*** Available data

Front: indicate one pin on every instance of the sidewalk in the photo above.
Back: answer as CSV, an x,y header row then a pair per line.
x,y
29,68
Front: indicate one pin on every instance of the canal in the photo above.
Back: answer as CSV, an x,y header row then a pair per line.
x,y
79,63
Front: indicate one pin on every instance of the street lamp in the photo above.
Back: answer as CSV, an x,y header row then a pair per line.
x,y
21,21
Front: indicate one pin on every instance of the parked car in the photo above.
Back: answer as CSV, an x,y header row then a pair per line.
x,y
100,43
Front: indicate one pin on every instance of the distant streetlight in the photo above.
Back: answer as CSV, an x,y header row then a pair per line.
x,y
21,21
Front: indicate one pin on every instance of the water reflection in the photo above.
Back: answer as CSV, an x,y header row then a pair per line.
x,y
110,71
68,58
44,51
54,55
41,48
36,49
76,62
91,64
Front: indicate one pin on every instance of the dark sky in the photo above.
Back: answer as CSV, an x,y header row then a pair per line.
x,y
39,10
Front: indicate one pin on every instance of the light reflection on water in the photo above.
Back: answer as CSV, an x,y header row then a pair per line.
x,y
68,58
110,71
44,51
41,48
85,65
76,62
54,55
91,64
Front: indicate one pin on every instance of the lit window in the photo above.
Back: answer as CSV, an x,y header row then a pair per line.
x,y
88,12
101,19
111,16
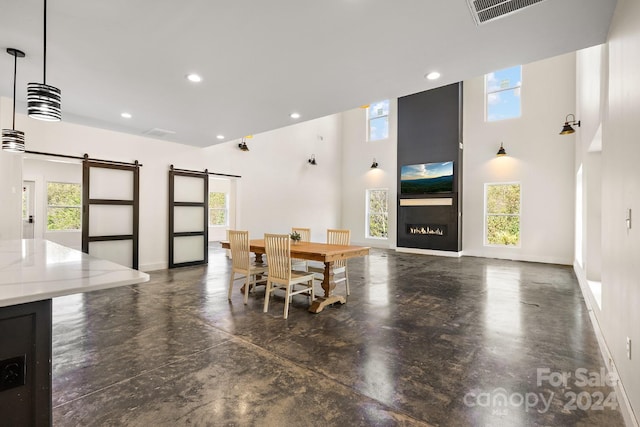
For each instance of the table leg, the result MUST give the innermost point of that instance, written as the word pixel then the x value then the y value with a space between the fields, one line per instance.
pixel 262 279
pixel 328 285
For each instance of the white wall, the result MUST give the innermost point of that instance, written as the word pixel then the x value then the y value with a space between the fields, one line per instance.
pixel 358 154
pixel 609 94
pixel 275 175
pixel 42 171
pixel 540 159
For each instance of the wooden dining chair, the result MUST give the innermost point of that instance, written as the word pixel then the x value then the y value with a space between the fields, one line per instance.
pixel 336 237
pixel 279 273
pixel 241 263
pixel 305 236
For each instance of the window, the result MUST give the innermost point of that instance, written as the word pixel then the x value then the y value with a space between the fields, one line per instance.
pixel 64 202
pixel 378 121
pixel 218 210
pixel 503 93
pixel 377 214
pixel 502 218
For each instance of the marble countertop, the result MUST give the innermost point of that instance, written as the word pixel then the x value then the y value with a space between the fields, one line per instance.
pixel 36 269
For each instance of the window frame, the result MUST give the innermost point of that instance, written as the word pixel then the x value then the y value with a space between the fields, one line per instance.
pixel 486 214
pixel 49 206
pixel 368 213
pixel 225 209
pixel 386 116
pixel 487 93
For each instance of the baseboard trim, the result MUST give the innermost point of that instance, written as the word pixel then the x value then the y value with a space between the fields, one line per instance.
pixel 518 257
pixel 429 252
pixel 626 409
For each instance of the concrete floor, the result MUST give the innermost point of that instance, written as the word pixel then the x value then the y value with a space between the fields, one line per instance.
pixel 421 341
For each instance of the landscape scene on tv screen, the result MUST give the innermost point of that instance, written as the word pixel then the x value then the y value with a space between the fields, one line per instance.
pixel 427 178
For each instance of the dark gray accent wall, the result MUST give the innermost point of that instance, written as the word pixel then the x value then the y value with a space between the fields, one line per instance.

******
*** Available data

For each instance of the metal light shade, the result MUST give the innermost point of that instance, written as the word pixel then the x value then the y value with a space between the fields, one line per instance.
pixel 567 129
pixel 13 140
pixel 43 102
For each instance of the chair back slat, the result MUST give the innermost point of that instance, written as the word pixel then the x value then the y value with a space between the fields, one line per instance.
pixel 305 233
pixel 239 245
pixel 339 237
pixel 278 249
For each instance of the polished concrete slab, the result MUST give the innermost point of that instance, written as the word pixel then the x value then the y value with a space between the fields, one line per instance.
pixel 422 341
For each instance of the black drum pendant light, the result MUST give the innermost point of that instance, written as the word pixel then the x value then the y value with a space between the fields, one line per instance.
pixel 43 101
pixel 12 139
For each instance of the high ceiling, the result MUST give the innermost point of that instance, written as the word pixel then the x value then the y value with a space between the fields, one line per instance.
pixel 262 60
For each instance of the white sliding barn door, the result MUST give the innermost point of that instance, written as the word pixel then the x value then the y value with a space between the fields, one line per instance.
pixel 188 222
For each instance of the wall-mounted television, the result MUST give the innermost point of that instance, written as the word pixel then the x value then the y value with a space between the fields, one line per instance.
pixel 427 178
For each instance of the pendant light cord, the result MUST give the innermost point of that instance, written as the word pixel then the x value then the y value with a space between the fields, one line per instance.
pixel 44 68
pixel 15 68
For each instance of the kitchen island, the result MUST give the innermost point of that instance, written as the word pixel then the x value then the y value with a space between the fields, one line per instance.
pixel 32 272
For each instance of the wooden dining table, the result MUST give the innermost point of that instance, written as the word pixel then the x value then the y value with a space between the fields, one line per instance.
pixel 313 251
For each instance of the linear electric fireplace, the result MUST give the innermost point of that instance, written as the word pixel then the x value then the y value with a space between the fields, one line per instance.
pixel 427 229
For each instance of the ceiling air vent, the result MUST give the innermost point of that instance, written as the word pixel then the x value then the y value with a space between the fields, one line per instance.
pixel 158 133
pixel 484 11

******
*** Available data

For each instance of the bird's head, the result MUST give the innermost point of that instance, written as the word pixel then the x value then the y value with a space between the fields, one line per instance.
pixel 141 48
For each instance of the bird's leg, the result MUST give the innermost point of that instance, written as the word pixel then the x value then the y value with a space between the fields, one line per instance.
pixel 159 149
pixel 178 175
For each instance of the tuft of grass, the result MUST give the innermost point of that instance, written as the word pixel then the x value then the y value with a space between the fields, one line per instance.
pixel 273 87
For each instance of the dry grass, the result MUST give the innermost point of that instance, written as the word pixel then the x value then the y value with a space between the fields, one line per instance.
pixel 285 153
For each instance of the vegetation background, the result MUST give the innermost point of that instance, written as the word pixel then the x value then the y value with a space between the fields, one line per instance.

******

▸ Exercise directions
Please report every line among the entries that includes "water".

▸ Answer to this exercise
Front: indicate one pin on every instance of the water reflection in the photo above.
Front: indicate one pin on every instance of the light reflection on water in the photo above.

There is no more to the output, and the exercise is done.